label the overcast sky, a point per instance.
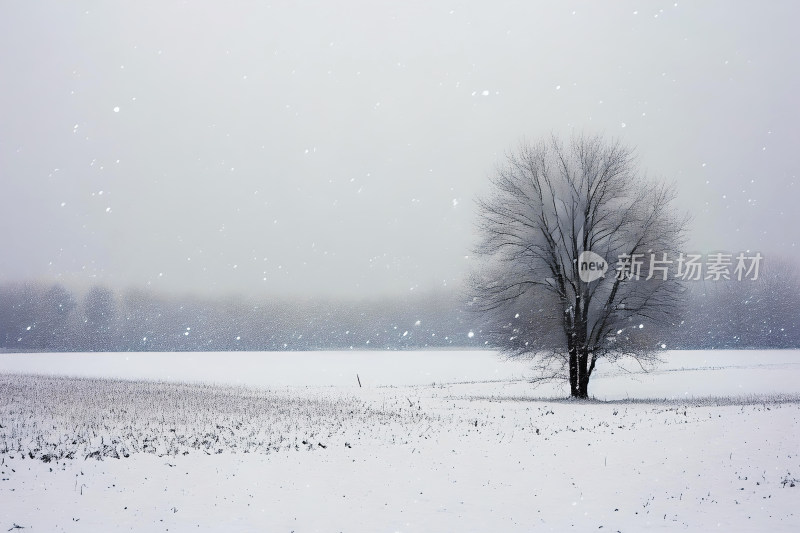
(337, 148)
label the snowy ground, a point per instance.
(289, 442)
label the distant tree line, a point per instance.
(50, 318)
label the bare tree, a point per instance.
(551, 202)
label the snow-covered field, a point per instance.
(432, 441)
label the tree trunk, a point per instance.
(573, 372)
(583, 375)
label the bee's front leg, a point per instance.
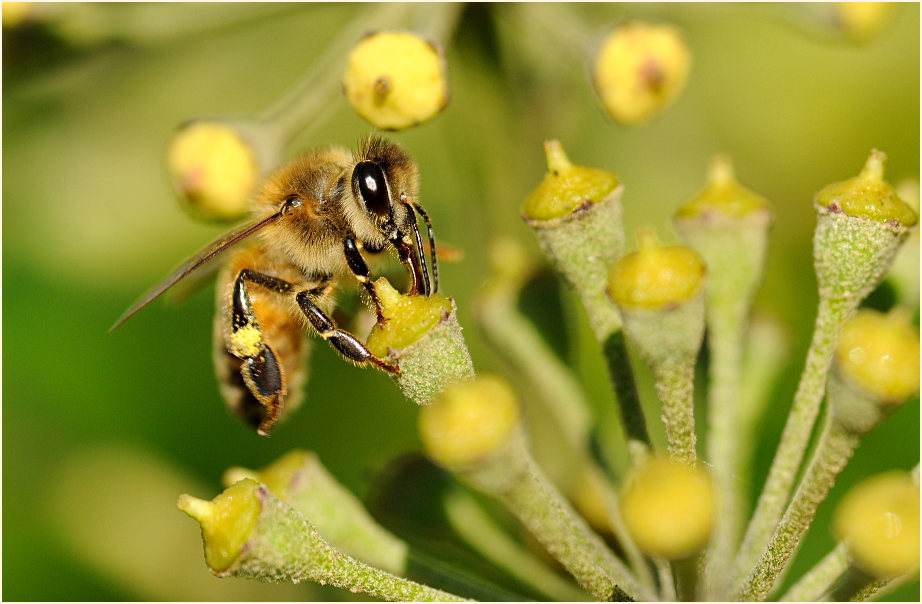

────────────────────

» **REQUIREMENTS**
Output every line of the entries above as a JSON list of strings, one string per line, with blank lines dropped and the pictures left out.

» **WRITTEN RESPONSE**
[
  "label the overcast sky, a point per instance.",
  "(337, 148)",
  "label the snowy ground, a point per instance.",
  "(289, 442)",
  "label the distant tree line, a point per instance.",
  "(50, 318)",
  "label the bare tree, a point per instance.",
  "(551, 202)",
  "label the snow-covered field, a point per instance.",
  "(432, 441)",
  "label the tree trunk, a point per instance.",
  "(573, 372)",
  "(583, 375)",
  "label the bee's front leg, a point per instance."
]